(Excerpt from a dataset)
※ ※ ※

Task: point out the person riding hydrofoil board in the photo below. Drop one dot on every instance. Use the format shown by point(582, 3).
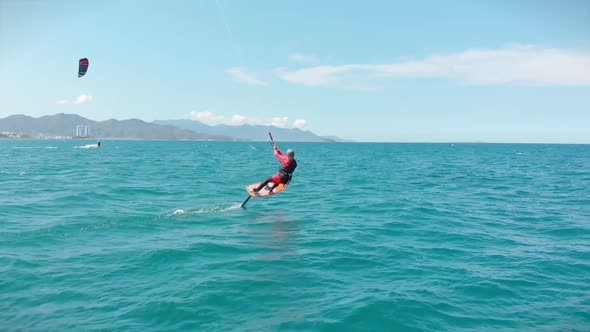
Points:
point(285, 174)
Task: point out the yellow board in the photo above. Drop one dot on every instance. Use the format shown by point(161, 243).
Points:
point(264, 191)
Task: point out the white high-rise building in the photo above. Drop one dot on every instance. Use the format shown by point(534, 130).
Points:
point(79, 130)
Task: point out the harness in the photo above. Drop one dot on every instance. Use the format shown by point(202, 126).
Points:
point(286, 173)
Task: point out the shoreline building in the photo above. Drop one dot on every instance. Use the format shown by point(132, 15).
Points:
point(82, 131)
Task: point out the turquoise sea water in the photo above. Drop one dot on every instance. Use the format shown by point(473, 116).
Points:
point(148, 236)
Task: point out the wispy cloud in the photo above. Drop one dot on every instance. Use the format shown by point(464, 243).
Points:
point(244, 76)
point(237, 119)
point(302, 58)
point(81, 100)
point(528, 65)
point(299, 123)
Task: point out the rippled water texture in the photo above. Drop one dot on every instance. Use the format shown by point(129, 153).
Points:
point(149, 236)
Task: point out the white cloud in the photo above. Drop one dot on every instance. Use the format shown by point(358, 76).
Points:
point(299, 123)
point(237, 119)
point(302, 58)
point(518, 64)
point(207, 117)
point(243, 76)
point(81, 100)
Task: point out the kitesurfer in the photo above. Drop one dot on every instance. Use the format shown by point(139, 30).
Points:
point(288, 165)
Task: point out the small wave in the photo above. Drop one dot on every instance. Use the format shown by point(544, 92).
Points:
point(87, 146)
point(218, 209)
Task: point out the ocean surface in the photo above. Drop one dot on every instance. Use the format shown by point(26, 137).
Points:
point(149, 236)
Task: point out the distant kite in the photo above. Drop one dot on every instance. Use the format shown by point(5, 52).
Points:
point(83, 67)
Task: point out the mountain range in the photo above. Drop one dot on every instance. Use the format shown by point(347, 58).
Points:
point(250, 132)
point(64, 125)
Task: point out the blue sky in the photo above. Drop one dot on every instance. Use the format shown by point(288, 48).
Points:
point(422, 71)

※ ※ ※

> [What is needed]: Put the lines above into a JSON list of strings, one string per line with blank lines omitted. Start with the line containing "Task: point out the white cloud" and end with the line containing "point(83, 67)", including both.

> [Finished exercise]:
[
  "Task: point out the white cloud in the photo above. Drop one dot on every instance. Use the format shown by point(358, 76).",
  "Points:",
  "point(299, 123)",
  "point(237, 119)",
  "point(302, 58)",
  "point(518, 64)",
  "point(207, 117)",
  "point(243, 76)",
  "point(81, 100)",
  "Task: point out the kitesurfer in the photo above. Drop one dot on every instance. Use the format shown by point(139, 30).",
  "Points:",
  "point(288, 165)",
  "Task: point out the small wave in the photo above. Drop one dot on every instance. Use the format shown by point(544, 92).",
  "Points:",
  "point(87, 146)",
  "point(218, 209)",
  "Task: point out the ocean surface in the photo above. Drop one dot on every instance. Use the format shown by point(26, 137).",
  "Points:",
  "point(149, 236)",
  "Task: point out the distant kite in the photo above. Drop one dot on every instance. Use the format shown by point(5, 52).",
  "Points:",
  "point(83, 67)"
]